#### Exercise aim
Pick out and copy every line of the records below that contains the string "positive", treating uppercase and lowercase as different.

--- START ---

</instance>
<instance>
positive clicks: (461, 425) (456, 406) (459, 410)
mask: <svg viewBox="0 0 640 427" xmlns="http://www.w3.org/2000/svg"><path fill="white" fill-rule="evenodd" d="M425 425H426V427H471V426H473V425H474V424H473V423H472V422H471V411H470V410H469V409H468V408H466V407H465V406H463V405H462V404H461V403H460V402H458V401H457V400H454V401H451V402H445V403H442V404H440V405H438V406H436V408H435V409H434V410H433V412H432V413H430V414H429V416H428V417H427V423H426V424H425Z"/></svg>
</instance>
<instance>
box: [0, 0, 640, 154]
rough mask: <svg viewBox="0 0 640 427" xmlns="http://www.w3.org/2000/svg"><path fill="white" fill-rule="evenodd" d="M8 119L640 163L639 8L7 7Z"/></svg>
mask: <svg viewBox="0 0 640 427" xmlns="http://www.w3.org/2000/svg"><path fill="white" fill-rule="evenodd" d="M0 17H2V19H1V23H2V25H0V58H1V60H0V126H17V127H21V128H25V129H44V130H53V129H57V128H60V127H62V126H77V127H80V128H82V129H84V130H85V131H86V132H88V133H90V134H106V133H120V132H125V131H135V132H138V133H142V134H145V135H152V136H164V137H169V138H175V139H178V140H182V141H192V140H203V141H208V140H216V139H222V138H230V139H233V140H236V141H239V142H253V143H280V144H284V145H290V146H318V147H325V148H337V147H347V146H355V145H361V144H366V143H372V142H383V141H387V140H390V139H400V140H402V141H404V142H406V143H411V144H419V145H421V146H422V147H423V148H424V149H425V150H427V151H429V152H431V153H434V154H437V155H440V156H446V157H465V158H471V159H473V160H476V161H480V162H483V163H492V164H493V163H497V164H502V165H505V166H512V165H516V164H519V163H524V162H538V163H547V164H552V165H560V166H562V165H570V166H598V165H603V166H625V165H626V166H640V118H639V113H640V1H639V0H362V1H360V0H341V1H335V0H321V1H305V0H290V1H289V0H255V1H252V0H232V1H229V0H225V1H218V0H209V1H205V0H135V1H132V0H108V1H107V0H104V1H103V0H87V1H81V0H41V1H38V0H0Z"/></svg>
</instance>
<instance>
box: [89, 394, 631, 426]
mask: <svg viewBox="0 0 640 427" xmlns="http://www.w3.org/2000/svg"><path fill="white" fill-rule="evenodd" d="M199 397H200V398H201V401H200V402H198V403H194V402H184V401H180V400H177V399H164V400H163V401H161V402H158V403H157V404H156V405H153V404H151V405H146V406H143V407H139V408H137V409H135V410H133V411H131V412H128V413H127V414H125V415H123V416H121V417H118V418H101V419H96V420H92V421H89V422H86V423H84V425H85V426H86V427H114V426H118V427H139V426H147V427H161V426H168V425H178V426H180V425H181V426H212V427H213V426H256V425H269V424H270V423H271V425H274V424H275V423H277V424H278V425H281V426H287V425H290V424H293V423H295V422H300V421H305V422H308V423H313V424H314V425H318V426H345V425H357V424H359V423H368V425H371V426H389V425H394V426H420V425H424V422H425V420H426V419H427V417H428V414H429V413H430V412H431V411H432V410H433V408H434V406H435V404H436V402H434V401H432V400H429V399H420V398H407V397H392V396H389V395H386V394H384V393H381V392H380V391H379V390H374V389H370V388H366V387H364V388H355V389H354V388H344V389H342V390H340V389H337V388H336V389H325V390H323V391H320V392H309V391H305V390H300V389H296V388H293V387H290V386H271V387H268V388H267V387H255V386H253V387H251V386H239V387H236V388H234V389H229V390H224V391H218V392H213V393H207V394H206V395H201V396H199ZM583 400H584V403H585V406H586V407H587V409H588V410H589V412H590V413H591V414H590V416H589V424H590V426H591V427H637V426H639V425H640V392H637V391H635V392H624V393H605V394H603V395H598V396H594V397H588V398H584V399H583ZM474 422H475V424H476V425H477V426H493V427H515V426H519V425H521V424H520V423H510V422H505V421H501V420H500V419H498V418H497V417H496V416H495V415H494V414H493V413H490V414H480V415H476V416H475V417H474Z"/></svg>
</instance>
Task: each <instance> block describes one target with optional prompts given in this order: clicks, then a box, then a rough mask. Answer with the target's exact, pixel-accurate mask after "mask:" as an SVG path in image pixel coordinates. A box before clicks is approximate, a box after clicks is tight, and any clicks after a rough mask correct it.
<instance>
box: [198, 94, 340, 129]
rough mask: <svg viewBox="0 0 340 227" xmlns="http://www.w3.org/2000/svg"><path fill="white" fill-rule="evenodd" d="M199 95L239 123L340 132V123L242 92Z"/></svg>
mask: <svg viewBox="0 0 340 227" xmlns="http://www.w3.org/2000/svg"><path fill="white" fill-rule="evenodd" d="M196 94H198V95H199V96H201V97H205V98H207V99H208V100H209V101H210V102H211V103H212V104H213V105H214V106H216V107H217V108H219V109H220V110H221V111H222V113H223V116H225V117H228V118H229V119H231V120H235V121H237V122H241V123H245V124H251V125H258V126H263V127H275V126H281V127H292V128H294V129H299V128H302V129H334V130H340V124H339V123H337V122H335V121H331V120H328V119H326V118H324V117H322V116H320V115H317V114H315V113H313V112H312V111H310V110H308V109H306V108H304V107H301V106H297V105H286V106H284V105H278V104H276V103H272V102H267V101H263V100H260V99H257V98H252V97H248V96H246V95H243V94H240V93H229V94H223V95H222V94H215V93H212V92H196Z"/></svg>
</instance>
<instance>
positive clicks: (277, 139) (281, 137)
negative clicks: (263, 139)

--- END ---

#### Result
positive clicks: (461, 425) (456, 406) (459, 410)
positive clicks: (277, 139) (281, 137)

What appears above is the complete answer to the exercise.